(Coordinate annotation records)

** Start **

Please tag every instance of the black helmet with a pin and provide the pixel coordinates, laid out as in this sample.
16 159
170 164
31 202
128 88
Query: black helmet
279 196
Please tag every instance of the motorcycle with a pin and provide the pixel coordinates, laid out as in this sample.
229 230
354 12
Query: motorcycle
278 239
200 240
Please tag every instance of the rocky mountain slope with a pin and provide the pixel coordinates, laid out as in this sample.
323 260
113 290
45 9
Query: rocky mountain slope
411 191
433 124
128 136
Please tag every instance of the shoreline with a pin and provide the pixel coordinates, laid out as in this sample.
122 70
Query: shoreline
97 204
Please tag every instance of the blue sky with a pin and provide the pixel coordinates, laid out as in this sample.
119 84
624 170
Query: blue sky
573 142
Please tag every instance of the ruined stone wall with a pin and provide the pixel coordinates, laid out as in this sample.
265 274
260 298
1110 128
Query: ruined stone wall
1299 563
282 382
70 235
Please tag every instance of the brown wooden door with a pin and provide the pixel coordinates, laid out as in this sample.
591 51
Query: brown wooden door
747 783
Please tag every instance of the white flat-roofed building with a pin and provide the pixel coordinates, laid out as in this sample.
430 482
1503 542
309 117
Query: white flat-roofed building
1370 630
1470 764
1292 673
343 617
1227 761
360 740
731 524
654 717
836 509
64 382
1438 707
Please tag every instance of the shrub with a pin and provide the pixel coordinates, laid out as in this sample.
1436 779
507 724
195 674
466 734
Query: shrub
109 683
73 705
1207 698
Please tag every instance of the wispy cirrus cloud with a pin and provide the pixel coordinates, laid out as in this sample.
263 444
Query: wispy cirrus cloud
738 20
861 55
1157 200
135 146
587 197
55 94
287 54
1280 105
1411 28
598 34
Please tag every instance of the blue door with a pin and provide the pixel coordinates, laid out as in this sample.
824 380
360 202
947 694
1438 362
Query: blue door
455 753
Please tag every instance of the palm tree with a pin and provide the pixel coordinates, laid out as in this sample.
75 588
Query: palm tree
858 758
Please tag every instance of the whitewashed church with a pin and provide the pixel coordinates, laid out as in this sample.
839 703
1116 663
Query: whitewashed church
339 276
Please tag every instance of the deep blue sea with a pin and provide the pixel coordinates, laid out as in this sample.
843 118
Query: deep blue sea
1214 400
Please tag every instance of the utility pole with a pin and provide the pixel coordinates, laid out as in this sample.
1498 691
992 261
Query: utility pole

** End **

What you have to do - Transcribe all entries exactly as they are given.

Correct answer -
Please tag every instance of the black helmet with a pin and provide the pixel coordinates, laid out as in this sample.
16 159
170 164
31 202
128 88
Query: black helmet
279 196
Please tag every instance of the motorcycle with a pin and provide the pixel coordinates, laid out as in this sample.
229 230
354 12
Query: motorcycle
278 239
200 240
Please tag every instance of the rocky mountain slope with a pin and provide the pixel coordinates, laid out as in this sample.
323 260
113 290
45 9
Query: rocky mountain slope
411 191
433 124
128 136
Please tag every instance of the shoreline with a pin and provide the pixel coordinates, laid out as in this sample.
122 70
Query: shoreline
97 204
Please tag every instance of the blue sky with a pin and provide the pixel coordinates, laid out as in this sample.
119 84
624 170
Query: blue sky
573 142
Please tag every instance of the ruined stone wall with a pin and provide the pixel coordinates, laid out as in this sample.
265 274
260 298
1110 128
Query: ruined stone wall
1299 563
282 382
70 235
Please tag every instance of the brown wooden door with a pin and provide the pixel coordinates, laid out as in this sample.
591 51
Query: brown wooden door
747 783
Please tag every instance of the white flat-roofed building with a pin and provide the pixel coordinates, laid out as in this sample.
430 482
1503 542
309 117
Query: white flat-roofed building
1370 630
1470 764
1292 673
343 617
1227 761
360 740
731 524
654 717
836 509
64 382
1438 707
Please tag every instance of the shrub with a pin and provide the pixel coordinates, laid out as in this sample.
1436 779
507 724
195 674
466 734
Query: shrub
109 683
73 705
1207 698
Please tag every instance of the wispy cirrus cloud with a pin and provide the pixel coordinates, laid out as in this sample.
263 444
Query: wispy cirrus cloud
738 20
861 55
1157 200
135 146
587 197
55 94
287 54
1280 105
1411 28
598 34
Please tag every instance of the blue door with a pin and provide the pixel coordinates, laid out as in this sample.
824 380
360 202
947 694
1438 362
Query: blue door
455 753
Please tag every instance of the palm tree with a pin and provide the pixel coordinates, laid out as in this sample.
75 588
Query: palm tree
858 758
Please tag every instance of the whitewashed church with a pin and provide the pixel coordinates, laid out as in this sample.
839 703
1116 663
Query: whitewashed church
339 276
Please tag every instance of the deep blue sea with a pin and provide the pixel coordinates, laid out as in this sample.
843 118
Query: deep blue sea
1214 400
Please tag every instance of the utility pole with a pin and provide the pixel coordinates, laid out as in this sample.
1498 691
992 261
Query: utility pole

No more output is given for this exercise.